Brano fornito ->
..............................
Peraltro, una tale impostazione sarebbe foriera di una irragionevole disparità di trattamento, con conseguente violazione dell'art. 3 Cost.: le conseguenze di un medesimo comportamento muterebbero drasticamente in base al frangente temporale in cui il collegio giudicante è chiamato a pronunciarsi. Se, infatti, la misura alternativa è ancora in corso di svolgimento, il giudice potrebbe sostituirla con altra più grave, secondo quanto previsto dall'art. 51-ter ord. penit.; se, invece, il periodo di affidamento si è concluso con esito negativo, il giudice sarebbe costretto a disporre la traduzione del soggetto in carcere, senza alcuna possibilità di vagliare la rispondenza della pena intramuraria alla situazione concreta. A voler intendere il silenzio del legislatore sul punto come una lacuna intenzionale, ci si troverebbe, dunque, di fronte a una norma incostituzionale per violazione del principio di uguaglianza.
..............................
(Descrizioni di regioni in linguaggio naturale)
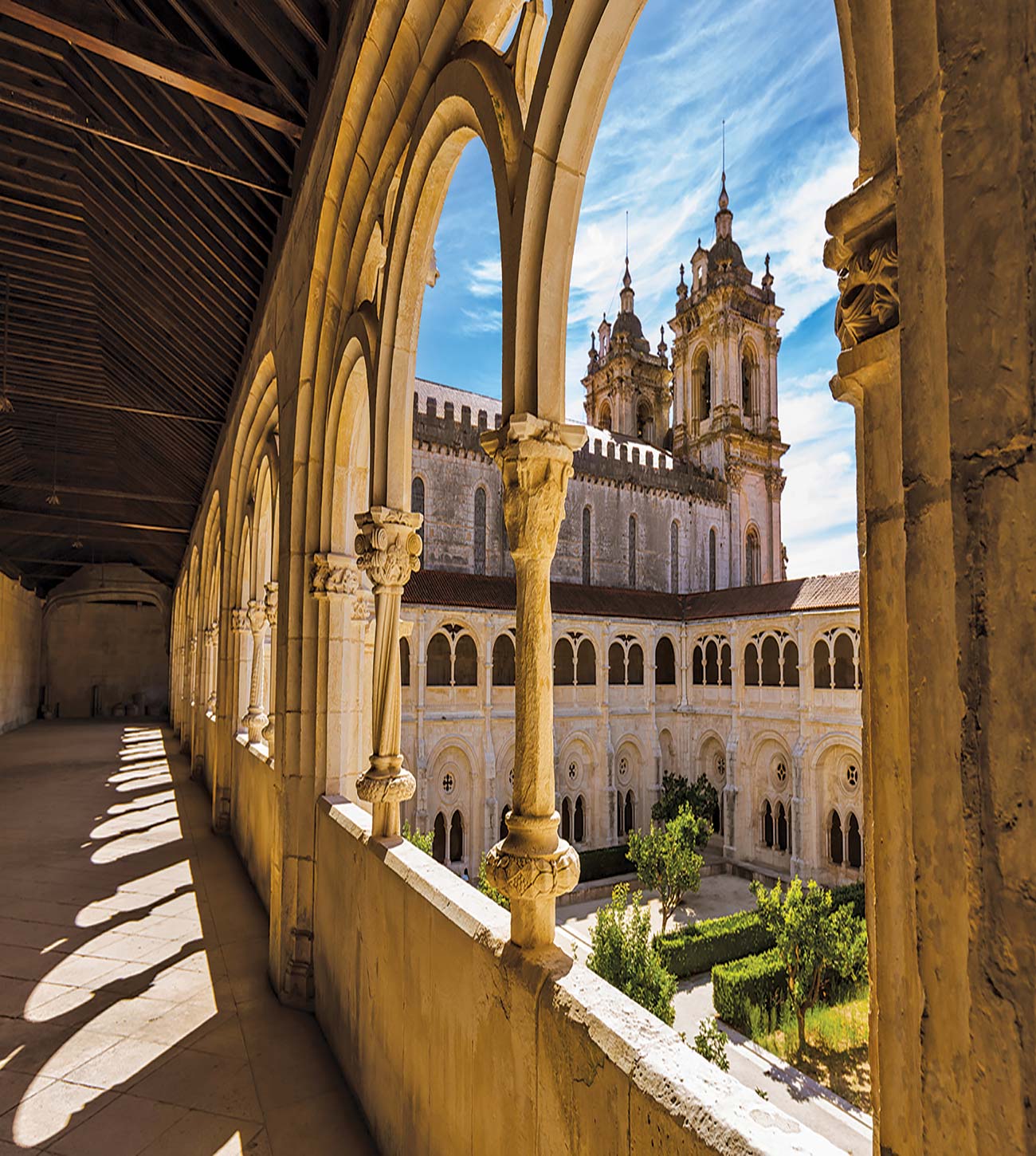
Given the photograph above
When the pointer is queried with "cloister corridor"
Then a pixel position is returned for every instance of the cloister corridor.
(136, 1012)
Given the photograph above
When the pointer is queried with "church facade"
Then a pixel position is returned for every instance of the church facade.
(679, 643)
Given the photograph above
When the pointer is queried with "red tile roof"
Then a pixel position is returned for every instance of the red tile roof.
(483, 592)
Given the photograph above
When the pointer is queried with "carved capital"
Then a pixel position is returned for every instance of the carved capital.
(256, 616)
(388, 546)
(535, 459)
(334, 576)
(270, 604)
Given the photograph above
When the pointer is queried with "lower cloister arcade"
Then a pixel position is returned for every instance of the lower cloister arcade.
(285, 657)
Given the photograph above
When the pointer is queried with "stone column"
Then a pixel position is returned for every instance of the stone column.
(256, 717)
(388, 549)
(269, 732)
(532, 866)
(211, 647)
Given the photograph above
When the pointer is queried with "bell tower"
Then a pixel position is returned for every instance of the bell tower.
(724, 364)
(627, 387)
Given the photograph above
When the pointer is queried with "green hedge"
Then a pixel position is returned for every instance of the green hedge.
(700, 946)
(755, 979)
(603, 863)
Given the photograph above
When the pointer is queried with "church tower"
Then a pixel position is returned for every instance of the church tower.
(627, 385)
(724, 361)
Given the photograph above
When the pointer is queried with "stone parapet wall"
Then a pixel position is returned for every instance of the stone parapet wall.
(614, 462)
(472, 1046)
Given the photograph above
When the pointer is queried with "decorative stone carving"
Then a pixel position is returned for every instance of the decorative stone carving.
(334, 575)
(388, 549)
(869, 293)
(532, 865)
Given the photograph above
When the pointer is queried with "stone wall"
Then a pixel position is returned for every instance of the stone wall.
(454, 1042)
(21, 618)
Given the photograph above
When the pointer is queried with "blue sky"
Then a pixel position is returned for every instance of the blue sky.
(773, 69)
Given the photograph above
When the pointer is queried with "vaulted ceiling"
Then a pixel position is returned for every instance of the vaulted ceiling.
(147, 154)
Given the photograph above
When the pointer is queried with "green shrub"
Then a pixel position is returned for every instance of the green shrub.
(850, 893)
(604, 863)
(701, 946)
(624, 956)
(757, 981)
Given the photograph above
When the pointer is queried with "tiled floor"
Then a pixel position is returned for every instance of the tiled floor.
(135, 1014)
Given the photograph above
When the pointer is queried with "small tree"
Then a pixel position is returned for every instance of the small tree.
(677, 793)
(622, 954)
(814, 940)
(488, 888)
(422, 839)
(666, 861)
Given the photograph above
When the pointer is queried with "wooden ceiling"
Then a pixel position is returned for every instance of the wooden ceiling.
(147, 154)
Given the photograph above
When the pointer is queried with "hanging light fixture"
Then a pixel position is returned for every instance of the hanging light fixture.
(52, 497)
(6, 407)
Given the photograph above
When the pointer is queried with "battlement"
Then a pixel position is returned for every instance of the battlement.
(614, 462)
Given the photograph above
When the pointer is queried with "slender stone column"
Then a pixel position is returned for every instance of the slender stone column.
(256, 718)
(211, 644)
(532, 866)
(388, 547)
(269, 732)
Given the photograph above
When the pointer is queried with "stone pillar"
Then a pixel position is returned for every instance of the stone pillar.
(256, 717)
(388, 549)
(269, 732)
(532, 866)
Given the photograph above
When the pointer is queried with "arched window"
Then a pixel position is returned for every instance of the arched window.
(665, 663)
(616, 665)
(504, 662)
(586, 664)
(752, 559)
(563, 664)
(675, 559)
(586, 546)
(480, 531)
(457, 838)
(712, 664)
(439, 838)
(437, 672)
(835, 838)
(855, 842)
(771, 662)
(845, 663)
(417, 504)
(465, 663)
(704, 384)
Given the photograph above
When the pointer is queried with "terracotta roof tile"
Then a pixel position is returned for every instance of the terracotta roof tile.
(483, 592)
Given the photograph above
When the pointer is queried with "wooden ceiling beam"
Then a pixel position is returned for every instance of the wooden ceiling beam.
(94, 28)
(142, 144)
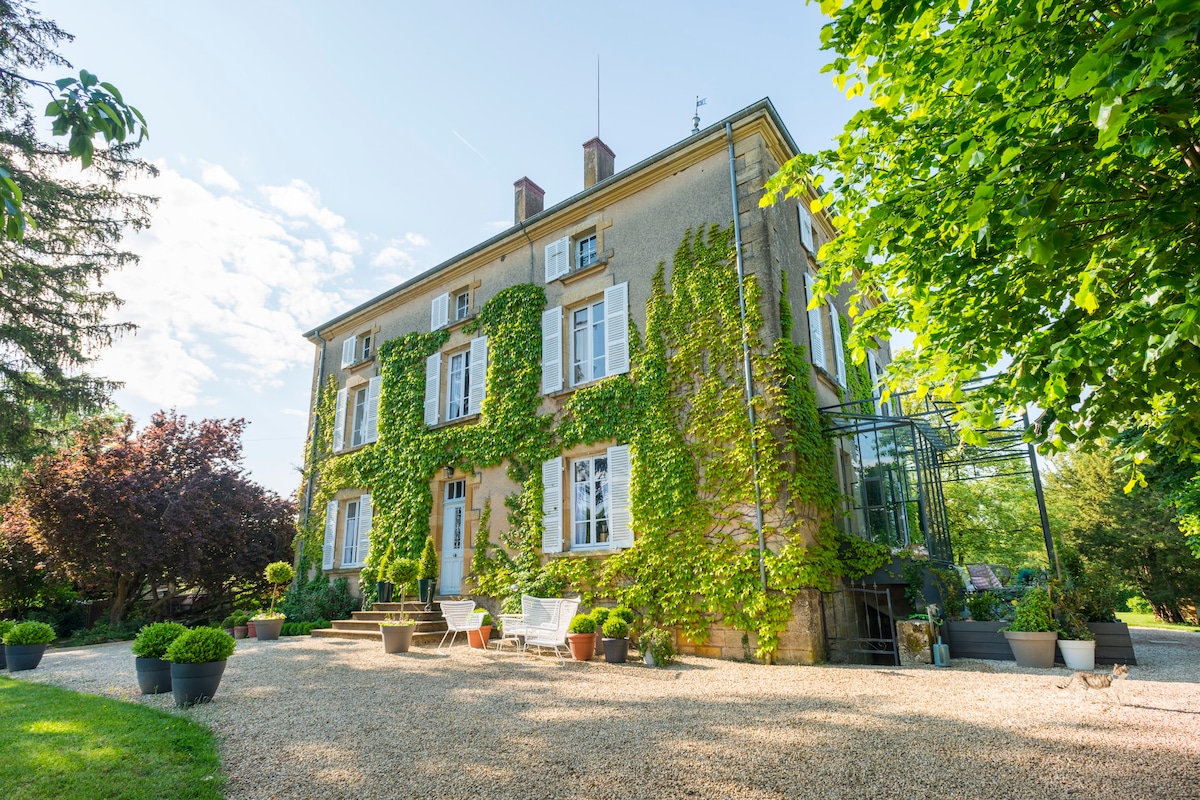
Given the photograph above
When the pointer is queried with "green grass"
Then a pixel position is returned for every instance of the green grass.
(1147, 620)
(66, 746)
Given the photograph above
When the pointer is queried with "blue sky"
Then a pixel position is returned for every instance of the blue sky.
(313, 156)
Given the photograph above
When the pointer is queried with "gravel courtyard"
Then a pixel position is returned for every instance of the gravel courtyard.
(307, 717)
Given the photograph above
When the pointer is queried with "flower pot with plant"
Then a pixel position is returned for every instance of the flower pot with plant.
(197, 661)
(427, 573)
(397, 630)
(581, 637)
(25, 644)
(149, 648)
(1032, 633)
(616, 639)
(270, 623)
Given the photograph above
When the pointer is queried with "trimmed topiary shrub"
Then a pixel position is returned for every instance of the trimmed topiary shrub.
(154, 639)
..............................
Consegna ->
Rispondi brevemente a queste domande sul brano.
1. Quale articolo della Costituzione verrebbe violato a causa dell'irragionevole disparità di trattamento?
2. Secondo l'art. 51-ter ord. penit., che cosa potrebbe fare il giudice se la misura alternativa è ancora in corso di svolgimento?
3. Quale principio sarebbe violato se il silenzio del legislatore fosse inteso come una lacuna intenzionale?

Risposta ->
1. L'art. 3 Cost.
2. Potrebbe sostituirla con un'altra misura più grave.
3. Il principio di uguaglianza.